= GIVEN DATA =
***

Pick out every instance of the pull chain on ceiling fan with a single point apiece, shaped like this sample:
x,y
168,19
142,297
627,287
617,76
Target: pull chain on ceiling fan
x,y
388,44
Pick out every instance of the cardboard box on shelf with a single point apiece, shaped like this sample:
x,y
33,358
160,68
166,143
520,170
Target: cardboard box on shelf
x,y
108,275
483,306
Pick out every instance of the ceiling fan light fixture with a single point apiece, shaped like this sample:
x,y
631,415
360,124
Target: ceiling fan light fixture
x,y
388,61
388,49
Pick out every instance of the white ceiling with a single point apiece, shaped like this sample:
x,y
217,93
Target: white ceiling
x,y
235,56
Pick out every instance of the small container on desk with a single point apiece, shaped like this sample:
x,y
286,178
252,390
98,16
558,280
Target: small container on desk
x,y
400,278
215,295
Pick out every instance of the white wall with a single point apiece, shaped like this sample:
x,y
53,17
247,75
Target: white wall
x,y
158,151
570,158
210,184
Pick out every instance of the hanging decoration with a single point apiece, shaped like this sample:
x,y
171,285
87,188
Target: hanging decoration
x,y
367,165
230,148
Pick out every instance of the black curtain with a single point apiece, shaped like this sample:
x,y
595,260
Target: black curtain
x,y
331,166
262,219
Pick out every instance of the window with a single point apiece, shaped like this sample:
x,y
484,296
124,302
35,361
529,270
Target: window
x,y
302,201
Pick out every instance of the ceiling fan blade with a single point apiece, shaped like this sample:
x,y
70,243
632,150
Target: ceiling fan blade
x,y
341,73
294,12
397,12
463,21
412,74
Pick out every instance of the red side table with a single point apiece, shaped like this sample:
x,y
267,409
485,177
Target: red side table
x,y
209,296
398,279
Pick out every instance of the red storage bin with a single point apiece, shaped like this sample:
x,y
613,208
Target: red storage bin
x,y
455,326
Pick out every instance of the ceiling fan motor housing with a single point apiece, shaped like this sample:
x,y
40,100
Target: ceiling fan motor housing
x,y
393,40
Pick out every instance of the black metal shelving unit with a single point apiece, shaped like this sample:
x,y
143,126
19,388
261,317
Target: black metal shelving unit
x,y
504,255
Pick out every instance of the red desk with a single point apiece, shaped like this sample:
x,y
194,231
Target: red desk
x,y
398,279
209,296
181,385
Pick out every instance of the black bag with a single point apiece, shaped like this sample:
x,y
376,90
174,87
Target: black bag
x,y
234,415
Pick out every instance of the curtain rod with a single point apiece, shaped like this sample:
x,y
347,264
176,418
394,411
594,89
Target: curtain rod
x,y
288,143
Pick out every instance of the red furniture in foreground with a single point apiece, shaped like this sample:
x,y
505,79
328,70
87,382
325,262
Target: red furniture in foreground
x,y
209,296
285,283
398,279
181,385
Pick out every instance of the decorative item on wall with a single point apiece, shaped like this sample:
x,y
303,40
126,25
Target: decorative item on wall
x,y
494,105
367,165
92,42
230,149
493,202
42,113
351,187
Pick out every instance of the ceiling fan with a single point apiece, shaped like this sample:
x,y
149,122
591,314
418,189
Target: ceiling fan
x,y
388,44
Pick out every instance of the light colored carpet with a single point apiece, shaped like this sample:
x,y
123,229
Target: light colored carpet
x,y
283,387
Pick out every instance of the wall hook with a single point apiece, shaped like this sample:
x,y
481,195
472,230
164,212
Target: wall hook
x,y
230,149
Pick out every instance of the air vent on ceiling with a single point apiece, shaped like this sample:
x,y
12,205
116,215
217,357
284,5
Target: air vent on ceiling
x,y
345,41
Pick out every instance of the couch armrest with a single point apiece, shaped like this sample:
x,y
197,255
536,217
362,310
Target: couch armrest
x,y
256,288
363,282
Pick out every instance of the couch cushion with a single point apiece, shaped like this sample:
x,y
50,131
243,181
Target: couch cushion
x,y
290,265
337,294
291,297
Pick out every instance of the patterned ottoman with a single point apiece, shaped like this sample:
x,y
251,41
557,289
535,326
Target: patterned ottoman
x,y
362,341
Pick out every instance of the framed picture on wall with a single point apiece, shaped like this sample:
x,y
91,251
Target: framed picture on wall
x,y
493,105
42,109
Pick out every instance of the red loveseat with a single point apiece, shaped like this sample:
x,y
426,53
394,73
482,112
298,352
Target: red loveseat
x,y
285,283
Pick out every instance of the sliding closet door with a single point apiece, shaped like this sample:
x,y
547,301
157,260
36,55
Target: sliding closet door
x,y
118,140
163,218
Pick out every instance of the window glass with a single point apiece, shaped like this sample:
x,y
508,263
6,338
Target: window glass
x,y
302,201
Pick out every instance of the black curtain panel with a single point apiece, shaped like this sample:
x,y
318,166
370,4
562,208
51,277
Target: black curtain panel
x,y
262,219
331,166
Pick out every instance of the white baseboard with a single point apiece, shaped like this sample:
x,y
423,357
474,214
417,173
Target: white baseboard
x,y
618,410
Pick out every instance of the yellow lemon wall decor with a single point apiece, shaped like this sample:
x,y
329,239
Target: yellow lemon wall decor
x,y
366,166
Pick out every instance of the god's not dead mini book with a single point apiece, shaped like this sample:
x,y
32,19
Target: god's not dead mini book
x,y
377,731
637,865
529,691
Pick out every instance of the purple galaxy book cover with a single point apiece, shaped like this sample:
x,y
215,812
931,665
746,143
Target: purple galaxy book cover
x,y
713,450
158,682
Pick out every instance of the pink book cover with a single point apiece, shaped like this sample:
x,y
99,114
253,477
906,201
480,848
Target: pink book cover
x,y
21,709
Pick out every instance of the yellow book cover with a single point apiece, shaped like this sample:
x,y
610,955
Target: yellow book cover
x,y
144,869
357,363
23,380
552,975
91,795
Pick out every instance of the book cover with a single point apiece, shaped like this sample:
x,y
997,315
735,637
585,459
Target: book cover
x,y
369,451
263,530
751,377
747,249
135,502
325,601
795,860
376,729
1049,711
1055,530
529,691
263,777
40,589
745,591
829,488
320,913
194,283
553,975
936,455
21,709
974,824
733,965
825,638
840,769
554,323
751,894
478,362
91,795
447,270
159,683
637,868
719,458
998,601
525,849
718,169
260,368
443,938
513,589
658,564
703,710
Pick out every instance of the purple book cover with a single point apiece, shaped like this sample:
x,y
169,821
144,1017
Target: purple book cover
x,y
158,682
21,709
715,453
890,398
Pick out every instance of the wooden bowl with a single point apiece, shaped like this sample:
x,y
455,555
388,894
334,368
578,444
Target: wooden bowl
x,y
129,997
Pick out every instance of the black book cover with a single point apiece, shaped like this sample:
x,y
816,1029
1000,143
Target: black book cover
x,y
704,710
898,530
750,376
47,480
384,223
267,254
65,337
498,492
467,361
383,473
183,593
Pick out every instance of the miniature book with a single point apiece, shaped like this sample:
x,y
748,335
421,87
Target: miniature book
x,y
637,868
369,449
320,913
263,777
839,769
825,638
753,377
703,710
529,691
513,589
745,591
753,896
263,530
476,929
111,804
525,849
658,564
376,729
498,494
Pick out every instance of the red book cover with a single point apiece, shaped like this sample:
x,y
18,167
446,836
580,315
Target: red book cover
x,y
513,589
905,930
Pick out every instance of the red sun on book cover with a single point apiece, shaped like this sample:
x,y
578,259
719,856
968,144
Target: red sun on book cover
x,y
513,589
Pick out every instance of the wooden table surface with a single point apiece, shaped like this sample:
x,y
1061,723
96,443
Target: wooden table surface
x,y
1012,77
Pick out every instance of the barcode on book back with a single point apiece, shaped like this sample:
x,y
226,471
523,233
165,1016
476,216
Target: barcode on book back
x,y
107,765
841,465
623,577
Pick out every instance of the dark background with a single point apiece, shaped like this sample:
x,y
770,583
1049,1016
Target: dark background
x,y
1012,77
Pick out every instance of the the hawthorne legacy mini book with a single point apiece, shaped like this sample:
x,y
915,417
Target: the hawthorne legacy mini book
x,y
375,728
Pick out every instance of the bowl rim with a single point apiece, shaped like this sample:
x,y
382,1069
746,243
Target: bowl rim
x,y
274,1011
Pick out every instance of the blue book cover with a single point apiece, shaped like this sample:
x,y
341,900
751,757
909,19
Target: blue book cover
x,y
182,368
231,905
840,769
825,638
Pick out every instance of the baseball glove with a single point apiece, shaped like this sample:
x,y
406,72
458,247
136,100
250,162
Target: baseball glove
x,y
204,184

***

= YOUR TASK =
Transcribe exactly the lines from the one containing "Pick out every instance of the wooden table" through the end of the records, both included, and nothing else.

= RESPONSE TO THE EXERCISE =
Pick out every instance of the wooden table surface with a single point apiece, shaped like this sample:
x,y
1061,723
96,443
Target: wooden table surface
x,y
1012,77
Pick out every instance of the barcode on book back with a single point apiece, shaped like this sample:
x,y
226,471
523,233
165,1016
476,216
Target: barcode on book back
x,y
107,765
841,465
623,577
Pick out every instance of the dark background with a single point apiece, shaped like this sample:
x,y
770,583
1049,1016
Target: dark background
x,y
1012,77
Pick out every instance of the the hawthorne legacy mini book with a single point apiece, shaped like this sample:
x,y
915,417
Target: the hawthorne legacy mini book
x,y
375,728
Pick out every instance of the bowl rim with a single point apiece, shaped like this sample:
x,y
382,1069
746,243
Target: bowl rim
x,y
274,1011
Pick out every instance of the blue book cover with a single point apiece, shaped like this sample:
x,y
341,900
751,757
909,19
Target: blue book cover
x,y
182,368
231,905
840,769
825,638
Pick out every instance of the baseball glove with a single point apiece, shaped like this sample:
x,y
406,72
458,247
136,100
250,162
Target: baseball glove
x,y
204,184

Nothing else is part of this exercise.